ARBEITSKRÄFTESCHWUND: Weil die geburtenstarken Jahrgänge der 1960er-Jahre mit den Jahren in Rente gehen, schrumpft das zur Verfügung stehende Arbeitskräfteangebot – um etwa sieben Millionen bis zum Jahr 2035, wie Experten beim Institut für Arbeitsmarkt- und Berufsforschung (IAB) ausgerechnet haben. Nicht berücksichtigt ist dabei, dass in diesem Jahr etwa eine Million Erwachsene und Kinder vor dem Krieg in der Ukraine nach Deutschland geflüchtet sind. Sie verringern den demografischen Schwund des Arbeitskräfteangebots – in welchem Umfang, bleibt aber offen, da viele im Friedensfall zurückkehren dürften.
------------------------
* _AUFGABENZIEL_:
Beantworten Sie anhand des Auszugs zum Arbeitskräfteschwund kurz:
(a) Welche Jahrgänge gehen in Rente?
(b) Um wie viele Arbeitskräfte schrumpft das Angebot laut IAB bis zum Jahr 2035?
(c) Weshalb bleibt offen, in welchem Umfang die Geflüchteten aus der Ukraine den Schwund verringern?
Das Material stammt aus einer anderen Quelle.

* _GESAMMELTE DATEN_:
------------------------
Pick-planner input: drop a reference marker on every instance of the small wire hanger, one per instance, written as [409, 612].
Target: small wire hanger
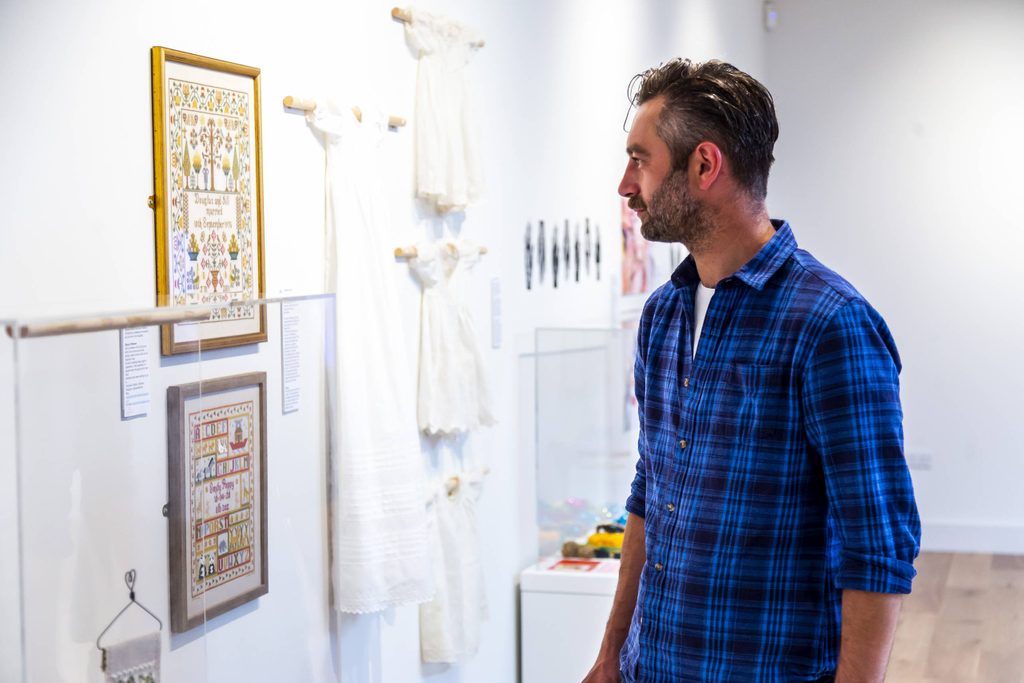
------------------------
* _ANTWORT_:
(a) Die geburtenstarken Jahrgänge der 1960er-Jahre.
(b) Um etwa sieben Millionen.
(c) Weil viele im Friedensfall zurückkehren dürften.